■ **Actions à mener**:
1 - D'après l'arrêt, à quelle date l'affaire a-t-elle été débattue ?
2 - Reprenez s'il vous plaît la rédaction de l'arrêt à la suite de sa dernière phrase.

■ **Passage extrait**:
********

COUR D'APPEL D'AIX EN PROVENCE
4e Chambre B
ARRÊT AU FOND
DU 12 MARS 2013
jlg
N° 2013/118
Rôle N° 12/03000
[Z] [C]
[R] [P]
C/
[T] [L]
[N] [I]
Grosse délivrée
le :
à :
Me Jeremy VIDAL
la SCP BADIE SIMON-THIBAUD JUSTON
Décision déférée à la Cour :
Jugement du Tribunal de Grande Instance de TOULON en date du 16 Décembre 2011 enregistré au répertoire général sous le n° 10/02755.
APPELANTS
Monsieur [Z] [C]
né le [Date naissance 4] 1951 à [Localité 3], demeurant [Adresse 2]
Madame [R] [P] épouse [C]
née le [Date naissance 2] 1953 à [Localité 1], demeurant [Adresse 2]
représentés par Me Jeremy VIDAL, avocat au barreau de TOULON
INTIMES
Monsieur [T] [L]
né le [Date naissance 3] 1936 à [Localité 5] (31), demeurant [Adresse 1]
Madame [N] [I] épouse [L]
née le [Date naissance 1] 1941 à [Localité 2] (99), demeurant [Adresse 1]
représentés par la SCP BADIE SIMON-THIBAUD JUSTON, avocats au barreau d'AIX-EN-PROVENCE, plaidant par Me Catherine FONTAN-ISSALENE, avocat au barreau de TOULON
*-*-*-*-*
COMPOSITION DE LA COUR
L'affaire a été débattue le 29 Janvier 2013 en audience publique. Conformément à l'article 785 du Code de Procédure Civile, Monsieur Jean-Luc GUERY, Conseiller, a fait un rapport oral de l'affaire à l'audience avant les plaidoiries.
La Cour était composée de :
Mme Odile MALLET, Président
Monsieur Jean-Luc GUERY, Conseiller
Madame Hélène GIAMI, Conseiller
qui en ont délibéré.
Greffier lors des débats : Madame Danielle PANDOLFI.
Les parties ont été avisées que le prononcé public de la décision aurait lieu par mise à disposition au greffe le 12 Mars 2013
ARRÊT
Contradictoire,
Prononcé par mise à disposition au greffe le 12 Mars 2013,
Signé par Mme Odile MALLET, Président et Madame Danielle PANDOLFI, greffier auquel la minute de la décision a été remise par le magistrat signataire.
***
Faits, prétentions et moyens des parties :
M. [Z] [C] et Mme [R] [P], son épouse, sont propriétaires, pour l'avoir acquis en 1987, d'un fonds cadastré à [Localité 4] section AE n° [Cadastre 3] et [Cadastre 1], contigu au fonds cadastré AE [Cadastre 2] dont M. [T] [L] et Mme [N] [I], son épouse, sont propriétaires pour l'avoir acquis en 1981.
Par acte du 6 mai 2010, les époux [C] ont assigné les époux [L] afin qu'ils soient condamnés à démolir une extension de leur villa, telle que décrite dans des procès-verbaux des 24 octobre 1995 et 6 novembre 2009, et à leur payer des dommages et intérêts.

********

■ **Données extraites**:

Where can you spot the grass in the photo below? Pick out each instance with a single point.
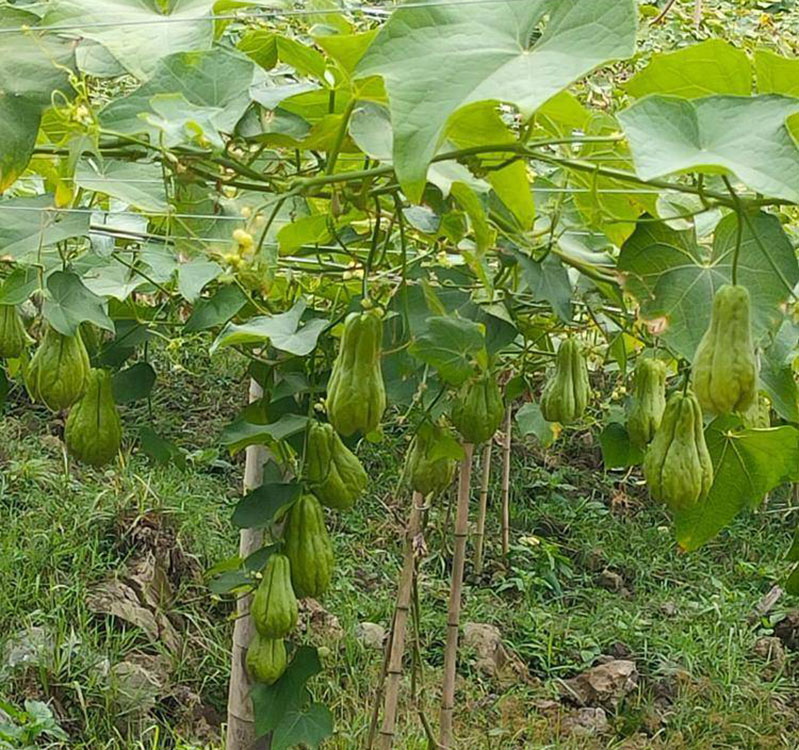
(681, 618)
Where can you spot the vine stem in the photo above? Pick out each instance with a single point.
(240, 720)
(479, 534)
(506, 482)
(401, 610)
(739, 210)
(454, 612)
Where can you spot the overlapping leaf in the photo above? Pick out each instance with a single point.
(440, 57)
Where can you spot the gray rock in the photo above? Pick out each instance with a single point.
(371, 635)
(605, 684)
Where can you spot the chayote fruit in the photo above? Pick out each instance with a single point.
(93, 432)
(274, 606)
(335, 475)
(648, 403)
(566, 395)
(478, 410)
(725, 366)
(308, 548)
(266, 659)
(356, 395)
(59, 370)
(427, 471)
(677, 466)
(13, 338)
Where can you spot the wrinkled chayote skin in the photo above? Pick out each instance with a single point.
(566, 395)
(356, 395)
(274, 606)
(266, 659)
(59, 371)
(335, 475)
(425, 472)
(648, 403)
(677, 466)
(725, 366)
(308, 548)
(13, 338)
(478, 410)
(93, 431)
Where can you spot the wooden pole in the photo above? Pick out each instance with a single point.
(401, 610)
(240, 722)
(506, 482)
(479, 534)
(454, 613)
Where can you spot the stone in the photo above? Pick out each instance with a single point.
(371, 635)
(585, 722)
(605, 684)
(493, 659)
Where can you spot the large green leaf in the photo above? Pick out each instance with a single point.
(440, 57)
(133, 383)
(281, 331)
(32, 67)
(710, 67)
(480, 124)
(674, 279)
(215, 310)
(305, 727)
(215, 80)
(70, 303)
(776, 74)
(239, 434)
(194, 275)
(142, 32)
(747, 465)
(776, 372)
(547, 279)
(135, 184)
(746, 137)
(257, 508)
(272, 703)
(451, 346)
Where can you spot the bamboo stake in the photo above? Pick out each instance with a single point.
(479, 534)
(454, 613)
(401, 610)
(240, 721)
(506, 483)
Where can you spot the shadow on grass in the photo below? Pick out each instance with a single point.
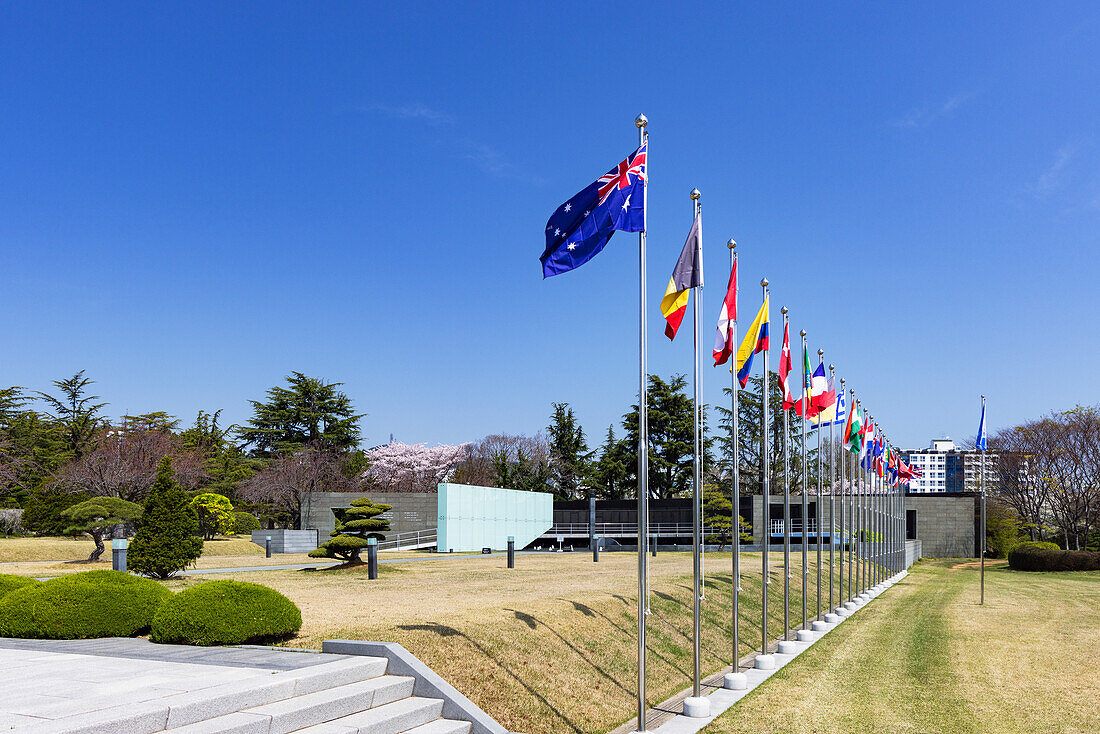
(443, 631)
(534, 622)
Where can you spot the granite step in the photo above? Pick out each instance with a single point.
(394, 718)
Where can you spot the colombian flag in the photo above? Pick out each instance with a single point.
(756, 340)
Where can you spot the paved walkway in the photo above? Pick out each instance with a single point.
(52, 679)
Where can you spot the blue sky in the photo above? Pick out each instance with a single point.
(196, 199)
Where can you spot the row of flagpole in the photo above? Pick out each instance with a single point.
(576, 232)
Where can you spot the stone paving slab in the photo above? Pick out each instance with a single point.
(128, 648)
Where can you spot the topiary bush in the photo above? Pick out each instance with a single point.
(9, 582)
(1048, 557)
(244, 523)
(226, 613)
(80, 606)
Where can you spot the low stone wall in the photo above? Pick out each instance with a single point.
(287, 541)
(912, 551)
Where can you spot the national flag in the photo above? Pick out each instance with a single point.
(785, 368)
(724, 339)
(980, 441)
(579, 229)
(688, 274)
(834, 414)
(853, 430)
(756, 340)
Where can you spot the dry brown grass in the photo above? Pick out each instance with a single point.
(926, 657)
(547, 647)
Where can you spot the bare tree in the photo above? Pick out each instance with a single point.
(124, 461)
(288, 480)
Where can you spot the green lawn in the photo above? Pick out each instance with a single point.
(926, 657)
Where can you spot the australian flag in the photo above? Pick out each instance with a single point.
(579, 229)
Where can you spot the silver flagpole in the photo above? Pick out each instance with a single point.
(805, 483)
(832, 493)
(697, 482)
(817, 507)
(842, 459)
(765, 470)
(787, 514)
(981, 492)
(736, 678)
(640, 122)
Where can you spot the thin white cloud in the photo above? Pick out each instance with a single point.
(416, 111)
(922, 117)
(1054, 176)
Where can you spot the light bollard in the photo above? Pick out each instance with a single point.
(119, 554)
(372, 558)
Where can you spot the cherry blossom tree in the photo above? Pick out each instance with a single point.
(411, 467)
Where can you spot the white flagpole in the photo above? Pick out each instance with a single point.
(735, 679)
(832, 492)
(765, 661)
(697, 705)
(640, 122)
(805, 484)
(817, 508)
(787, 513)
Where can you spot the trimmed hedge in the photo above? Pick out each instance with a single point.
(9, 582)
(226, 613)
(81, 606)
(1040, 557)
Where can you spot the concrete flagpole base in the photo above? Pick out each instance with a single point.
(735, 681)
(697, 707)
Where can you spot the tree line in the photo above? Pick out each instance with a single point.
(1048, 481)
(58, 448)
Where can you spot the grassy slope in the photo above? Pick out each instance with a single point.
(548, 647)
(926, 657)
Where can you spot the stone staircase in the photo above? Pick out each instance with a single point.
(353, 696)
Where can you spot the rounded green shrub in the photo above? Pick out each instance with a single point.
(9, 582)
(244, 523)
(226, 613)
(1041, 557)
(81, 606)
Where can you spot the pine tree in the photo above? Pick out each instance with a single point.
(165, 541)
(354, 525)
(569, 452)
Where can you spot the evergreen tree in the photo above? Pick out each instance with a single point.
(97, 517)
(354, 525)
(308, 412)
(165, 541)
(611, 474)
(77, 413)
(569, 452)
(671, 437)
(750, 417)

********

■ **Réponses par tâche**:
1 - Le 29 janvier 2013, en audience publique.

2 -
Par conclusions signifiées le 14 mars 2011, ils ont également demandé la condamnation des époux [L] à démolir un abri de jardin, tel que décrit dans les procès-verbaux des 24 octobre 1995 et 6 novembre 2009.
Les époux [L] ont reconventionnellement demandé la condamnation des époux [C] à leur payer des dommages et intérêts pour procédure abusive et à supprimer un exhaussement de terrain qui selon eux crée une vue irrégulière sur leur fonds.
Par jugement du 16 décembre 2011, le tribunal de grande instance de Toulon a :
-débouté les époux [C] de toutes leurs prétentions,
-débouté les époux [L] de leur demande reconventionnelle en suppression d'une vue droite et en paiement de dommages et intérêts, et de « mise par avance de frais d'exécution à la charge du créancier »,
-condamné les époux [C] payer aux époux [L] la somme de 3 000 euros en indemnisation de leurs frais irrépétibles, ainsi qu'aux dépens.
Les époux [C] ont interjeté appel de ce jugement par déclaration du 21 février 2012.
Aux termes de la partie en forme de dispositif de leurs dernières conclusions remises au greffe le 11 janvier 2013 et auxquelles il convient de se référer, ils demandent à la cour :
-vu les articles 1143, 1382 et suivants du code civil,
-vu à titre subsidiaire, le principe général selon lequel nul de doit causer à autrui un trouble anormal de voisinage,
-de réformer le jugement entrepris, sauf en ce qu'il a rejeté les demandes reconventionnelles des époux [L],
-d'ordonner la démolition de l'extension de la villa et de l'abri de jardin construits sur la propriété des époux [L], tels que décrits dans les procès-verbaux des 24 octobre 1995 et 6 novembre 2009, et de les condamner à y procéder sous astreinte de 500 euros par jour de retard après l'expiration d'un délai de trois mois suivant la signification de l'arrêt à intervenir,
-de condamner les époux [L] à leur payer la somme de 5 000 euros en réparation de leur préjudice,
-de les condamner à leur payer la somme de 3 000 euros sur le fondement de l'article 700 du code de procédure civile,
-de dire et juger que l'ensemble des condamnations prononcées porteront intérêts au taux légal à compter de la signification de l'acte introductif d'instance avec capitalisation annuelle dans les conditions de l'article 1154 du code civil,
-de débouter les époux [L] de l'ensemble de leurs demandes,
-de dire que dans l'hypothèse où à défaut de règlement spontané des condamnations prononcées dans le jugement, l'exécution forcée devra être réalisée par l'intermédiaire d'un huissier, le montant des sommes retenues par l'huissier par application de l'article 10 du décret du 8 mars 2001 portant modification du décret du 12 septembre 1996 devra être supporté par le débiteur en sus de l'application de l'article 700 du code de procédure civile.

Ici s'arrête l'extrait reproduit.